Problem description -
Print the records below line for line, changing nothing.

[Dataset entries]
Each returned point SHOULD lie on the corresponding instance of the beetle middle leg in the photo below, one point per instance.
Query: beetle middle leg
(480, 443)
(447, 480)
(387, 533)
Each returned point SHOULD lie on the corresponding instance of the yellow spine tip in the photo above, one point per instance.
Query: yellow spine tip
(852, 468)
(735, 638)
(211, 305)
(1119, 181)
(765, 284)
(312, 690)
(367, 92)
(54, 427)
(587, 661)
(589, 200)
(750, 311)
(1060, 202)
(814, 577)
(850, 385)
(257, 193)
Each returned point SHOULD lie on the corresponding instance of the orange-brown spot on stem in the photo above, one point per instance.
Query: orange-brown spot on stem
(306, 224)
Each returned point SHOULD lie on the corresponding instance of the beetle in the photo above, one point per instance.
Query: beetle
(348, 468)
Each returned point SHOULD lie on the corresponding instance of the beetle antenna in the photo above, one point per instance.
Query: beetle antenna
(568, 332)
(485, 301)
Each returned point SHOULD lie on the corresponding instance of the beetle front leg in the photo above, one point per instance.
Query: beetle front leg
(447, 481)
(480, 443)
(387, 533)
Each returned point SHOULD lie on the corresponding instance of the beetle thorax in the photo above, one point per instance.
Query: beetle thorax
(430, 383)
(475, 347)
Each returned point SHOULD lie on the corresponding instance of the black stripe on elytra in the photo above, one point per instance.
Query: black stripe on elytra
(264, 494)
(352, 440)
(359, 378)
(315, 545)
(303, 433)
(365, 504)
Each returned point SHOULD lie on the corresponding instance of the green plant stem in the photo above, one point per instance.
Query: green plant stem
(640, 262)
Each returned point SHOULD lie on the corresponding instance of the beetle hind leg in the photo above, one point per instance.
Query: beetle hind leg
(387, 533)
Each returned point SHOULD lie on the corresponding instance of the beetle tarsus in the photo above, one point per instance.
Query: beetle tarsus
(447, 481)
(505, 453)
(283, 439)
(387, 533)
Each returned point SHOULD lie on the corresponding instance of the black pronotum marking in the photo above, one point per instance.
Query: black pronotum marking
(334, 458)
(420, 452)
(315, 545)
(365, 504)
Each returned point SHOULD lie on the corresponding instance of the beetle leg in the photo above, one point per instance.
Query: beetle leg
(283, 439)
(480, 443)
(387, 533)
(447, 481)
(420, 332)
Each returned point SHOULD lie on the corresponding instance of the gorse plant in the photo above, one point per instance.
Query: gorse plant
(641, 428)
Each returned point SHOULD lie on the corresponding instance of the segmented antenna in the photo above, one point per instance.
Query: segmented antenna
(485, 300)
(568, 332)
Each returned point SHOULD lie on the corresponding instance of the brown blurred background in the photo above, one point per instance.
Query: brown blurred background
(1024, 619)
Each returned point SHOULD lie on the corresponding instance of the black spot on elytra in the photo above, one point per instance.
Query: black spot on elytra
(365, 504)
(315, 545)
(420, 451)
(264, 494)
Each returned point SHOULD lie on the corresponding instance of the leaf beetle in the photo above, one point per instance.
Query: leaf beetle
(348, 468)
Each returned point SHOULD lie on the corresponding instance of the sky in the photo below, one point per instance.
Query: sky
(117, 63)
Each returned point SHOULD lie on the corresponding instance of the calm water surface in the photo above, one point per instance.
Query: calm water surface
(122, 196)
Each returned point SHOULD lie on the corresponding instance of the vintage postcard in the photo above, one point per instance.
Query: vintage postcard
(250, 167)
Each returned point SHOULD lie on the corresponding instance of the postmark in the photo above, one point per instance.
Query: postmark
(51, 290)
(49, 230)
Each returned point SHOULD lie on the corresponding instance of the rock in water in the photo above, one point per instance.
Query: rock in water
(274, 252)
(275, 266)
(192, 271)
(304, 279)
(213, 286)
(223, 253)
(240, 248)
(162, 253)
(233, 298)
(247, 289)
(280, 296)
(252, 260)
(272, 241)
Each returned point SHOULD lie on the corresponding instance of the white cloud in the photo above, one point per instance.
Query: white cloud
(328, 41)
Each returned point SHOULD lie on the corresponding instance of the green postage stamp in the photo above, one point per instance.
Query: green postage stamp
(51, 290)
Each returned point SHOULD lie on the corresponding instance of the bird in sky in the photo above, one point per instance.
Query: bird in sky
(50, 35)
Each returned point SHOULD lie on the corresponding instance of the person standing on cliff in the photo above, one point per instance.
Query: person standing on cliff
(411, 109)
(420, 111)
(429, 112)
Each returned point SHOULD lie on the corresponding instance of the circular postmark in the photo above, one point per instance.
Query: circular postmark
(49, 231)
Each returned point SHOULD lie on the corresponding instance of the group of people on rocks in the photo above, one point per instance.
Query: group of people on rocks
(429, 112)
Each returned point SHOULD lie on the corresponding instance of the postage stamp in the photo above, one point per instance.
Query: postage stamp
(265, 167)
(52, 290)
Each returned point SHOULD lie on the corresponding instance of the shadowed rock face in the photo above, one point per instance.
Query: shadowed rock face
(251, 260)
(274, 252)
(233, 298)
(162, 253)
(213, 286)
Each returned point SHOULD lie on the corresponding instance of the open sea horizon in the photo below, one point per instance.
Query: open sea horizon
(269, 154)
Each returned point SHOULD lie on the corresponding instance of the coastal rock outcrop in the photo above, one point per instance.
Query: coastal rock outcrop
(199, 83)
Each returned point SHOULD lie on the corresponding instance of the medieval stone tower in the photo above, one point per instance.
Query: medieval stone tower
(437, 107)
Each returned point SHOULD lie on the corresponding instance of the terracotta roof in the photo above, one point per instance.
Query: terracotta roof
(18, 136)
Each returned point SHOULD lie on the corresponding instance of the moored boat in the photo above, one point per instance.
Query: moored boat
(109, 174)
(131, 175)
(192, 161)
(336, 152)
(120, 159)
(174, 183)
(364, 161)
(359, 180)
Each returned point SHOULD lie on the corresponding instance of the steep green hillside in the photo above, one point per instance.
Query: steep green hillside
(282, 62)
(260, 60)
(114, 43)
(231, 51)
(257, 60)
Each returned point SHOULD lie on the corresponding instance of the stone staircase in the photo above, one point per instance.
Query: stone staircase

Answer for the task -
Each returned point SHOULD lie on the corresponding instance of the beetle middle leg in the photo below, one point per instance.
Query: beetle middle leg
(480, 443)
(447, 480)
(387, 533)
Each returned point SHOULD lie on the corresponding instance of the yellow spine tip in the photo above, one point per instance.
Query: yellow spine tip
(852, 468)
(735, 638)
(211, 305)
(1119, 181)
(765, 284)
(312, 690)
(367, 92)
(54, 427)
(587, 661)
(589, 200)
(750, 311)
(1060, 202)
(814, 577)
(850, 385)
(257, 193)
Each returned point SHOULD lie on the corresponding instance of the orange-brown spot on stem in the photo above, one point per instance.
Query: orange-brown spot on stem
(306, 224)
Each returned point SHOULD lie on the corresponding instance of the beetle in the photo above, one point per instance.
Query: beetle
(348, 468)
Each returned point SHOULD lie on the corresponding instance of the beetle antenna in the photo above, one point per instance.
Query: beetle antenna
(568, 332)
(485, 301)
Each returned point SHOULD lie on the corresponding instance of the beetle front leg in the photo above, one point per instance.
Query: beetle front leg
(447, 481)
(480, 443)
(387, 533)
Each returned point SHOULD lie on the corresponding instance of the beetle thorax in the photo above, one point per instance.
Query: beetle thorax
(430, 383)
(475, 347)
Each returned point SHOULD lie on the corresponding instance of the black stripe on elytra in the photo above, one point per instance.
Query: black stripe on elytra
(264, 494)
(352, 440)
(359, 378)
(315, 545)
(303, 433)
(365, 504)
Each returned point SHOULD lie on the corresponding instance of the green plant stem in the photo above, one point per instance.
Query: green plant stem
(640, 262)
Each returned point SHOULD lie on the corresponding instance of the beetle hind leg in the photo above, one point per instance.
Query: beetle hind leg
(387, 533)
Each returned point SHOULD lie on the corresponding instance of the beetle tarsus in the photo above, one point per instance.
Query: beetle tarsus
(447, 481)
(505, 453)
(283, 439)
(387, 533)
Each returned point SHOULD lie on the corresponding instance of the black pronotum marking in the photo above, one point per instance.
Query: black pronotum marking
(334, 458)
(420, 452)
(315, 545)
(365, 504)
Each returned point SHOULD lie on the corresponding instance of the beetle leg in the photo above, one point per instance.
Query: beetle leg
(283, 439)
(480, 443)
(387, 533)
(447, 481)
(420, 332)
Each returned point SHOULD lie on the corresponding instance of the gorse plant in the photo above, one point per instance.
Query: gorse plant
(641, 428)
Each returned point SHOULD lie on the corresponding instance of the segmented antenna in the photo above, one point per instance.
Query: segmented antenna
(485, 300)
(568, 332)
Each returned point SHOULD lie on the corresponding instance of the brown blurred background in the photo above, one point per instance.
Query: brown blurred background
(1024, 619)
Each returned point SHOULD lie on the corresponding instance of the black spot on elytra in the photo above, one point per instance.
Query: black spot on elytra
(365, 504)
(315, 545)
(420, 451)
(264, 494)
Each returned point SHOULD lie on the corresponding instance of the leaf beetle in the photo above, one point per instance.
Query: leaf beetle
(348, 468)
Each returned point SHOULD lie on the corresponding instance of the sky in the photo below, one point per instance.
Query: sky
(117, 63)
Each returned point SHOULD lie on the corresponding instance of the calm water surface in the photo above, one point per instance.
Query: calm water surface
(122, 196)
Each returned point SHOULD lie on the corresponding instance of the vintage postcard in the photo above, one point per instance.
Query: vintage postcard
(250, 167)
Each returned point SHOULD lie on the corresponding instance of the postmark in the photo above, one point per instance.
Query: postmark
(51, 290)
(49, 230)
Each returned point SHOULD lie on the corresponding instance of the rock in water in the photo above, one point per instance.
Query: rock in water
(274, 252)
(275, 266)
(192, 271)
(304, 279)
(213, 286)
(223, 253)
(240, 248)
(162, 253)
(233, 298)
(247, 289)
(280, 296)
(252, 260)
(272, 241)
Each returned point SHOULD lie on the corresponding instance of the white cloud in the photo above, one point per instance.
Query: white cloud
(328, 41)
Each returned point SHOULD lie on the corresponding instance of the green postage stamp in the photo above, one point per instance.
Query: green postage stamp
(51, 290)
Each returned point SHOULD lie on the corresponding instance of the bird in sky in the photo above, one point per instance.
Query: bird in sky
(50, 35)
Each returned point SHOULD lie on the corresponding instance of the person standing on cliff in the photo above, one point per instance.
Query: person standing on cliff
(411, 109)
(420, 111)
(429, 112)
Each returned point SHOULD lie on the corresponding instance of the circular postmark in the photo above, one point per instance.
Query: circular postmark
(49, 231)
Each returned point SHOULD lie on the corresponding instance of the group of people on rocks in the photo above, one point per instance.
Query: group of people on rocks
(429, 112)
Each returned point SHOULD lie on the corresponding instance of the postage stamp in the photo above, one point per instance.
Query: postage stamp
(265, 167)
(52, 290)
Each returned point SHOULD lie on the corresponding instance of the shadowed rock face in the photo above, one point per instance.
Query: shadowed rock face
(251, 260)
(274, 252)
(233, 298)
(162, 253)
(213, 286)
Each returned point SHOULD lie on the corresponding instance of the open sea horizon in the photo below, one point per instance.
Query: open sea horizon
(269, 154)
Each returned point SHOULD lie on the corresponding instance of the coastal rock outcrop in the photo above, one point per instance.
Query: coastal rock outcrop
(199, 83)
Each returned point SHOULD lie on the corresponding instance of the medieval stone tower in the photo above, one point per instance.
Query: medieval stone tower
(437, 107)
Each returned point SHOULD lie on the corresponding instance of the terracotta roof in the photo above, one point per instance.
Query: terracotta roof
(18, 136)
Each returned point SHOULD lie on the corresponding instance of the moored boat in the photo above, one point per instance.
Query: moored boat
(109, 174)
(131, 175)
(192, 161)
(336, 152)
(120, 159)
(174, 183)
(364, 161)
(359, 180)
Each returned point SHOULD lie on the corresponding instance of the steep green hillside in the photo above, one point per instance.
Query: steep green hillside
(282, 62)
(260, 60)
(114, 43)
(231, 51)
(257, 60)
Each returned point SHOULD lie on the corresponding instance of the stone staircase in the photo above, one point per instance.
Query: stone staircase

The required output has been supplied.